■ Source document ■
Is language produced by the mind? Romantic theory has it otherwise: words emerge from the cosmos, expressing its soul

by Mark Vernon + BIO

The Harbinger of Autumn (1922) by Paul Klee, watercolour and graphite. Photo courtesy Yale University Art Gallery

In conversation at the Hay Festival in Wales this May, the English poet Simon Armitage made an arresting observation. Discussing the nature of language and why it is so good at capturing the experience of being alive, he said: ‘My feeling is that a lot of the language that we use, and the best language for poetry, comes directly out of the land.’ Armitage was placing himself within the Romantic tradition’s understanding of the origins of language, which argues that words and grammar are not the arbitrary inventions of human brains and minds, but are rather suggested to human beings by nature and the cosmos itself. Language is an excellent way to understand the Universe, because language springs from the things it describes.

The English philosopher Owen Barfield, a member of the Oxford Inklings in the 1930s and ’40s, whose work as a philologist convinced him that the Romantic tradition was broadly right, put it succinctly. Words have soul, he said. They possess a vitality that mirrors the inner life of the world, and this connection is the source of their power. All forms of language implicitly deploy it. Poets are arguably more alert to it because they consciously seek it out.

It’s an insight with radical implications for theories about the origins of language, primarily because the dominant hypotheses in modern science regard words very differently, as soulless signs that act as labels for objects and symbols that facilitate cognitive agility. The English evolutionary psychologist Robin Dunbar summarises the main two approaches: ‘Historically, the consensus has been that language evolved to allow humans to exchange factual information about the physical world, but an alternative view is that language evolved, in modern humans at least, to facilitate social bonding.’ In short, language as we know it emerged because of what it could do for Homo sapiens, because of its utility. It increased our ancestors’ chances of survival by enabling them to hunt more successfully or to cooperate more extensively. Language meant that things could be explained and that plans and past experiences could be shared efficiently.

These benefits, however, have nothing to do with the soulfulness of words, and when words attribute personality or agency to phenomena, say by describing the wind as ‘listless’ or mountains as ‘wise’, they are not reflecting the inner life of the world but fabricating it. Such metaphors add colour to life but are essentially fanciful and inventive and, further, often lead to erroneous inferences about reality – say, that the wind is a spirit or the mountain a god. The Israeli historian Yuval Noah Harari is a prominent advocate of this view: ‘the truly unique feature of our language is … the ability to transmit information about things that do not exist at all,’ he writes in his bestseller Sapiens: A Brief History of Humankind (2011). ‘This ability to speak about fictions is the most unique feature of sapiens language.’ On this view, language doesn’t come out of the land. It comes out of (often misguided) human brains.

Dunbar and Harari advocate what might be called the ‘grunt theory’ of the origin of language. The working hypothesis goes something like this: early human beings, or perhaps our evolutionary cousins, began pointing at bananas or lions, and grunting. These grunts became signs, in a process akin to the signs for ‘shoe’ or ‘eat’ that some lab chimps can be gradually trained to recognise over the course of many years. Then, the hypothesis continues, there was a cognitive revolution or ‘great leap forward’, as the American anthropologist Jared Diamond calls it in Guns, Germs, and Steel (1997). Suddenly, the brain rewired. It allowed for a shift from the deployment of a few signs to the heady artfulness of speech and grammar. It facilitated language proper, which could now emerge along with its many solution-solving, survival-aiding, practical advantages. It was like giving the mind a Swiss Army knife, says another champion of these evolutionary explanations, the Canadian-American cognitive scientist Steven Pinker in The Language Instinct (1994).

■ Data segment ■
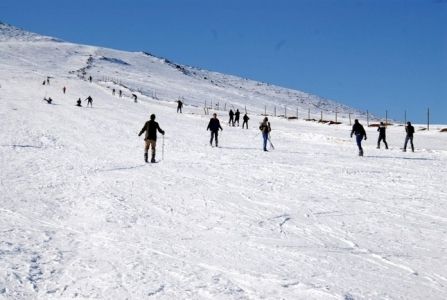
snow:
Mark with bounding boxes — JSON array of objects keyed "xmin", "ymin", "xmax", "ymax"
[{"xmin": 0, "ymin": 25, "xmax": 447, "ymax": 299}]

■ Request ■
Retype, word for word, the part of the essay on the origins of language that begins at the words "The Harbinger of" and stops after "things it describes.".

■ Written response ■
The Harbinger of Autumn (1922) by Paul Klee, watercolour and graphite. Photo courtesy Yale University Art Gallery

In conversation at the Hay Festival in Wales this May, the English poet Simon Armitage made an arresting observation. Discussing the nature of language and why it is so good at capturing the experience of being alive, he said: ‘My feeling is that a lot of the language that we use, and the best language for poetry, comes directly out of the land.’ Armitage was placing himself within the Romantic tradition’s understanding of the origins of language, which argues that words and grammar are not the arbitrary inventions of human brains and minds, but are rather suggested to human beings by nature and the cosmos itself. Language is an excellent way to understand the Universe, because language springs from the things it describes.